# DOCUMENT EXTRACT:
═══
The following conclusions and hypotheses can be drawn from this essay:

      • Positive economic and environmental trends suggest that fossil fuels will be increasingly sustainable in the 21st century.
      • Improving trends with oil, gas, and coal will require that the breakthrough “discontinuities” needed for substitute technologies to become competitive grow over time.
      • The weakening scientific case for dangerous climate change makes the global warming issue a transient political problem for fossil fuels rather than a death warrant.
      • The Kyoto-inspired energy strategy of mass energy conservation and substitutions of preferred renewable energies will self-destruct if the enabling technologies do not improve enough to ensure affordability and convenience for consumers. Reduced living standards in the developed world and continued poverty in the developing world are not politically or ethically tolerable.
      • “Green pricing” in electricity markets will be increasingly problematic and ultimately unsustainable because of internalized externalities with fossil fuels, subjective consumer preferences, and the necessity of political intervention to define what is “green.”
      • Currently uneconomical energy technologies are backstop sources for the future. At present they include synthetic oil and gas from coal, central-station wind and solar electricity, biopower, fuel cells, and renewable-energy-powered and electric vehicles. Because of relative economics, nuclear power is already a backstop technology for new capacity in the United States and other areas of the world with abundant fossil fuels.
      • The increasing range of backstop energies enhances “energy security” over very long time horizons, although such security can be and has been “overbought” by government policies in the near term.
      • The market share of fossil-fuel energy is likely to increase in the 21st century if the environmental movement succeeds in discouraging existing and new capacity of the two largest carbon-free energy sources, hydroelectricity and nuclear power. This is because of sheer relative size: the current world market share of hydropower and nuclear power is thirteen times greater than that of nonhydro renewables.
      • Major economic and environmental advances are as likely (and perhaps more likely) to occur within the fossil-fuel family as outside it. One promising possibility for early in the next century is commercially converting natural gas into cleaner reformulated gasoline and diesel fuel.
═══
# DATASET CONTENT:
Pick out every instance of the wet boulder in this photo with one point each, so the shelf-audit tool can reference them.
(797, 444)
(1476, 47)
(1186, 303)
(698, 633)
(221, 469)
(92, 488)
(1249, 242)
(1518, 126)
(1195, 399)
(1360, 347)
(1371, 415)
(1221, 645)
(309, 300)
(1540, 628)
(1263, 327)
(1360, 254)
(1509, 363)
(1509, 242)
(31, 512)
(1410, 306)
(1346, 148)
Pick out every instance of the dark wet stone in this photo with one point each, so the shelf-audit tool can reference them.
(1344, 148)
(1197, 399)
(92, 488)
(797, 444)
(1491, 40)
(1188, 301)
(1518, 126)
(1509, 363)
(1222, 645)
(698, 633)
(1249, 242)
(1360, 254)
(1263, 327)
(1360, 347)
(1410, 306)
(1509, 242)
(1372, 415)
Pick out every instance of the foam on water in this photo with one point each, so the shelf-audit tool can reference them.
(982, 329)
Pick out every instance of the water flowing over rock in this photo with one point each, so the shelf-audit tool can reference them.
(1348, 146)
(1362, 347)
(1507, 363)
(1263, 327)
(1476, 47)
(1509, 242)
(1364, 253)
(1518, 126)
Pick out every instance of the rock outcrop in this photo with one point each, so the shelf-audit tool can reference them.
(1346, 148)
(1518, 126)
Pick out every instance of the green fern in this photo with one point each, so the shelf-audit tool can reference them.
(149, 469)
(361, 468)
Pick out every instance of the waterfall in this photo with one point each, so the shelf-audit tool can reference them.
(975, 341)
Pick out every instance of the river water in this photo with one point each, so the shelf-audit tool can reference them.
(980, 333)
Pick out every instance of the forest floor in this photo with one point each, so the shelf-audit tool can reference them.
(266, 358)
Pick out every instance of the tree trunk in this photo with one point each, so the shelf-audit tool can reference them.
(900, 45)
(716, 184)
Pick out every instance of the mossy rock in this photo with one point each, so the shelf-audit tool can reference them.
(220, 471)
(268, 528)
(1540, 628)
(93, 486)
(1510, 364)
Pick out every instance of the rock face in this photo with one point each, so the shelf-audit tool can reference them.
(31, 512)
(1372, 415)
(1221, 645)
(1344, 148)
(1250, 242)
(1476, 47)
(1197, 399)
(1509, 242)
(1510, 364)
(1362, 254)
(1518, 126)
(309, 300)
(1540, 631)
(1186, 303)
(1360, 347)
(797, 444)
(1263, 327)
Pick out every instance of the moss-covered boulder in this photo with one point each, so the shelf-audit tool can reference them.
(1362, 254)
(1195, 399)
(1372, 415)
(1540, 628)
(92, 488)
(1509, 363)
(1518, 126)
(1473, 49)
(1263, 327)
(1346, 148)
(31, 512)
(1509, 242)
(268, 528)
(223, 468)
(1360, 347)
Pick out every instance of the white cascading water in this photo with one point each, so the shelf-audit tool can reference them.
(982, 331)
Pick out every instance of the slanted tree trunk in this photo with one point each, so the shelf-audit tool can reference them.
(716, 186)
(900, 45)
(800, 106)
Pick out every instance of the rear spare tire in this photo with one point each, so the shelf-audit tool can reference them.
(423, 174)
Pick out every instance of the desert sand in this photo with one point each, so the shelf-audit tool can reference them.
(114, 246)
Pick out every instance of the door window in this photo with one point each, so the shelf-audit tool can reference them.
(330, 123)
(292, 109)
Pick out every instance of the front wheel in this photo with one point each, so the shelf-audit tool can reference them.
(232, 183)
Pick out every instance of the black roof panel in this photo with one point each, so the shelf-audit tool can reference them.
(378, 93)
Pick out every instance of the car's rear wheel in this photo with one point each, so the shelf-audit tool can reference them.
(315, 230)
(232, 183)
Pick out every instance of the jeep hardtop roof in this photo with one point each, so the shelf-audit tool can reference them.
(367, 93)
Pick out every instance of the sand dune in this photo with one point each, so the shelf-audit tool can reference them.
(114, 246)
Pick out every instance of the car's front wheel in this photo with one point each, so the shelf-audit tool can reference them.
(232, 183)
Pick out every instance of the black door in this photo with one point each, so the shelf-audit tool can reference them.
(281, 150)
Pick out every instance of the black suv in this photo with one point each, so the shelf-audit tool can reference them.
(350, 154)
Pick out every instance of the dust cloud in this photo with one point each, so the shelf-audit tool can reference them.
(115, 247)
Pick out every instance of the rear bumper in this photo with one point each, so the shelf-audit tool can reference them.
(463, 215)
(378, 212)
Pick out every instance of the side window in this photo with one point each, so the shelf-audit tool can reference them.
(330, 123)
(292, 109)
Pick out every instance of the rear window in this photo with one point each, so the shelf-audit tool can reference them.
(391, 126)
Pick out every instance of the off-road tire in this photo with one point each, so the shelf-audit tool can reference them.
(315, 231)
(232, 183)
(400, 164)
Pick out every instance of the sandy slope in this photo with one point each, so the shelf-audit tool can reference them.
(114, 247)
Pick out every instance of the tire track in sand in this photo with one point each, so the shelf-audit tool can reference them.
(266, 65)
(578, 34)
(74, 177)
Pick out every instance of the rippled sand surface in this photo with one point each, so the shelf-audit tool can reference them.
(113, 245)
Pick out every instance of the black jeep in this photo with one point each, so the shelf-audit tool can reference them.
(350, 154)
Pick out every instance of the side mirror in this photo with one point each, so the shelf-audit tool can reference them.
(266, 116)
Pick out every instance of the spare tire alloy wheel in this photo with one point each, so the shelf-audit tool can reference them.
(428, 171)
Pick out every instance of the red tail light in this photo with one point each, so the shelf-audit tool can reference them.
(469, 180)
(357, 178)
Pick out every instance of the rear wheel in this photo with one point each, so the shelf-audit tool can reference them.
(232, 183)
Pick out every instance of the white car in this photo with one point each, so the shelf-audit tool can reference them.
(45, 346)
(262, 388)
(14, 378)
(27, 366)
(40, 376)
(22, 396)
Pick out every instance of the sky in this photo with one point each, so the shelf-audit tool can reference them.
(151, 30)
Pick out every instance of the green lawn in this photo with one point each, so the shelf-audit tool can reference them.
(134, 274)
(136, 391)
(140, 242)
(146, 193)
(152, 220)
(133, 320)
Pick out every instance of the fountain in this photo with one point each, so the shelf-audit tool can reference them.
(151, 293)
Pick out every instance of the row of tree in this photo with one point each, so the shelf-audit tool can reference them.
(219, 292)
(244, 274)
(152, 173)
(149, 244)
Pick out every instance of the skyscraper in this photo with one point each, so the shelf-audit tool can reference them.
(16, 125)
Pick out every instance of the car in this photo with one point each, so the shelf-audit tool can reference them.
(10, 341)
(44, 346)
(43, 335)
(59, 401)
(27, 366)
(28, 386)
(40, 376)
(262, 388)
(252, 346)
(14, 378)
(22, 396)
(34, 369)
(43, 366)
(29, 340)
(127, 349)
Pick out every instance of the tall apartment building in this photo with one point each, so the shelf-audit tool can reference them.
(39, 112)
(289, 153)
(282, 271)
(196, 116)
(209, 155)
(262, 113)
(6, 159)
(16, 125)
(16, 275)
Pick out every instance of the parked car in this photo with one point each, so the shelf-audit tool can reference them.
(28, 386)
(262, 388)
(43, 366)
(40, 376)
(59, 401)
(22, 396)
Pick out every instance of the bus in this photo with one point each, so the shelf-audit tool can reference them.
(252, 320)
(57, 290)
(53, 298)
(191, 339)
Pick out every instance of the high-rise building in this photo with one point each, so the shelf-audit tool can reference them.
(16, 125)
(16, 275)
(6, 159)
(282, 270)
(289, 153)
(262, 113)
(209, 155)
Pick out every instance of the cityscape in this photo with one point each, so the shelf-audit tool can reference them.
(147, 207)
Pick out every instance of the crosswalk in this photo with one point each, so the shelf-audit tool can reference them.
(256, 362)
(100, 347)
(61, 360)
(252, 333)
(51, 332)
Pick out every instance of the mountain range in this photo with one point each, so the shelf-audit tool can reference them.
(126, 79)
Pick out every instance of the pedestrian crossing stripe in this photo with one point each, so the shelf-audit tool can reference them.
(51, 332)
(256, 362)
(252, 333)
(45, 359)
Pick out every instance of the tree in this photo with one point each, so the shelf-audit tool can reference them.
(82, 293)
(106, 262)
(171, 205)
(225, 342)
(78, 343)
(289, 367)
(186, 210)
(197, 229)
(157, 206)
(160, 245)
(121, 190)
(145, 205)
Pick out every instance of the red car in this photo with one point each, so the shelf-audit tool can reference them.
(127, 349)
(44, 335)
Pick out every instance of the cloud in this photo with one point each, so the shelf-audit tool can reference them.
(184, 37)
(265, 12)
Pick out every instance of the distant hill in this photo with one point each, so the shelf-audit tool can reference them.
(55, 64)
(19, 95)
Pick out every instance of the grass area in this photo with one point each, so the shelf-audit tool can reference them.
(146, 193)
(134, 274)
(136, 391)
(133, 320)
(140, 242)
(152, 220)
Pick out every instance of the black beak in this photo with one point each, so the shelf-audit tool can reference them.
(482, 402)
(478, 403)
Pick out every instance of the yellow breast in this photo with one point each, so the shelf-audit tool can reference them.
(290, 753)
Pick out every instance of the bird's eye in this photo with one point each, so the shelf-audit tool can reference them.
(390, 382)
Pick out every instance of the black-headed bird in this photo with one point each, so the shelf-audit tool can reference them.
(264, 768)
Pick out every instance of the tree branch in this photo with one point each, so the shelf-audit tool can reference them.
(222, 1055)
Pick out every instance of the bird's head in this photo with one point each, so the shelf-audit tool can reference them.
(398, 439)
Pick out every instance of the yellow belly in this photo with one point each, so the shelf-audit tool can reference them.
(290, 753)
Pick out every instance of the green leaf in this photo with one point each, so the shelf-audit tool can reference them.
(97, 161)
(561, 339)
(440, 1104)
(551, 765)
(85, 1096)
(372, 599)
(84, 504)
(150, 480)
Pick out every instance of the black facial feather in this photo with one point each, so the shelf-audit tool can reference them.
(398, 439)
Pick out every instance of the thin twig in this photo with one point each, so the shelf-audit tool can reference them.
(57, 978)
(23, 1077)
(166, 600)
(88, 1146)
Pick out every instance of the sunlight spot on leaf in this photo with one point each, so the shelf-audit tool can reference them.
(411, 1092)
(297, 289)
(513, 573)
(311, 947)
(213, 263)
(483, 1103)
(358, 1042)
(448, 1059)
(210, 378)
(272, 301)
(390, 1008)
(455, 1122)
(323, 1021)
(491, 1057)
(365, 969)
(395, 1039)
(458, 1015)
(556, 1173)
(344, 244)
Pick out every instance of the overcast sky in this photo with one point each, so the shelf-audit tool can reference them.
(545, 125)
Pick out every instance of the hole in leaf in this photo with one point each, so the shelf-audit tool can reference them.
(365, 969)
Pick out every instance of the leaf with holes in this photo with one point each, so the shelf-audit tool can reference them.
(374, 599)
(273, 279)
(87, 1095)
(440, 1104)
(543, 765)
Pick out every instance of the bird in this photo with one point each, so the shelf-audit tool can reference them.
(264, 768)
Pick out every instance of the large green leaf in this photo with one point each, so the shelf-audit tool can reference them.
═══
# THE TASK:
Reproduce word for word the stretch of the fossil-fuel conclusions from "The following conclusions" through "grow over time.".

# EXERCISE ANSWER:
The following conclusions and hypotheses can be drawn from this essay:

      • Positive economic and environmental trends suggest that fossil fuels will be increasingly sustainable in the 21st century.
      • Improving trends with oil, gas, and coal will require that the breakthrough “discontinuities” needed for substitute technologies to become competitive grow over time.